[Excerpted text]
-----
JACKSONVILLE – Let's get to it … John from Jacksonville:
Cheery-O! The Jags were a Super Bowl team last season. Yes, a couple of plays cost us winning the actual AFC Championship Game – but play it again, and we win and get in. A huge dose of luck that got us in the final four of the NFL was the lack of key injuries to our starters (especially the defense). I don't think we can expect this good fortune two seasons in a row. It will be interesting to see how our new roster and our depth of the roster will fare this coming season through the adversity of injuries. Of course, wishing all the players "iron-man" health. By the way, hoping you don't get injured this season as well.
John: The Jaguars' health indeed was notable last season; I'm not sure I've covered a season when one unit of a team was as injury-free as the Jaguars' defense was last season – and I've certainly never covered a unit that was as good/healthy as the 2017 Jaguars defense. The offense also avoided "catastrophic," season-ending injuries with the obvious exception of wide receiver Allen Robinson being lost for the season on the first series of Week 1. The football gods smiled on the Jaguars after that. The gods aren't always so kind, but teams make the playoffs and win Super Bowls all the time with injured players – even key injured players. The Philadelphia Eagles won one this past season without their starting quarterback, Carson Wentz, who also was an NFL Most Valuable Player candidate. Good teams overcome a few injuries at a few spots. We'll probably get a chance to see just how good – and resilient – the Jaguars are on that front next season. And by the way, I will get injured. Because that's how it is.
Paul from Jacksonville:
Shadrick moved the soft-serve machine to his office, didn't he?
John: Shh.
Daniel from Jersey City, NJ:
O-man, sometimes I think you talk about base and nickel situations because anytime someone says "base and nickel situations" you can follow it up with basically anything and nobody will know what the base and nickel situation you are talking about!?
John: I'm not above using terminology to fool people. I'm not even above using words I don't understand in an effort to get done faster; the latter is actually one of the areas in which I often draw praise in performance appraisals. But in this case, I actually just refer to base and nickel situations because they're the easiest way to explain how certain players will be used. It's important to clarify, for example, that linebacker Myles Jack played in base and nickel in 2017 and only in base as a rookie because he technically started both seasons. He played a far more extensive role in 2017 because he played in both base and nickel situations. To call him a starter both seasons would be accurate but would miss the distinction. I suppose I could write out that explanation every time I use the terms, but that would lean strongly against my tendency to get done faster, so nah.
-----
[Information shown]
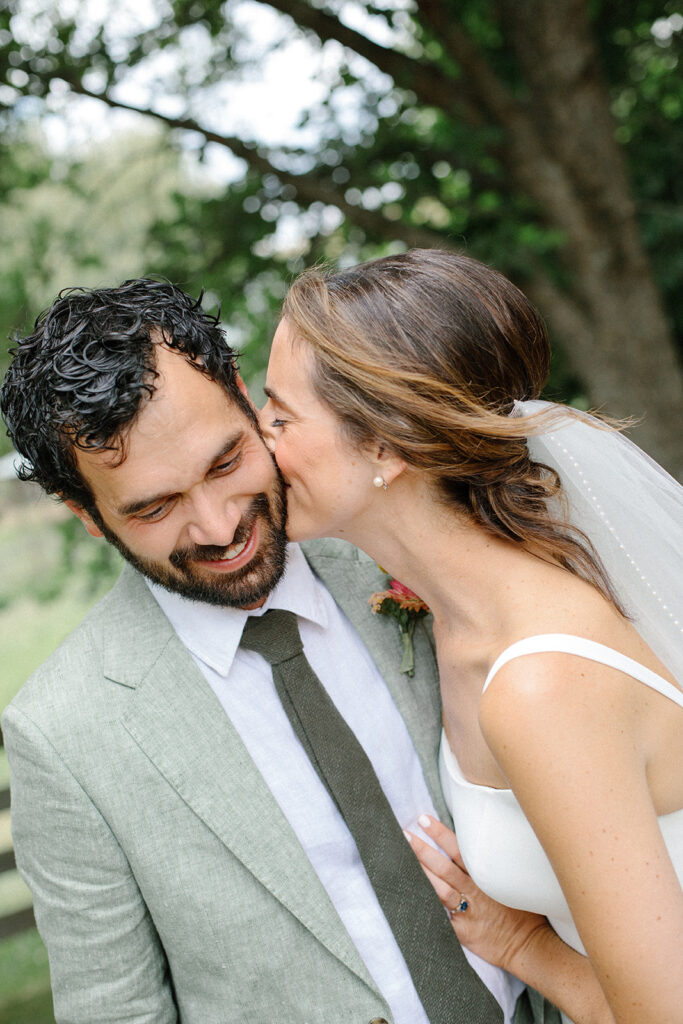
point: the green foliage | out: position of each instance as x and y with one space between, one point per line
25 997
-----
[Exercise objective] According to the Jaguars mailbag text above, which wide receiver was lost for the season on the first series of Week 1?

[Full response] Allen Robinson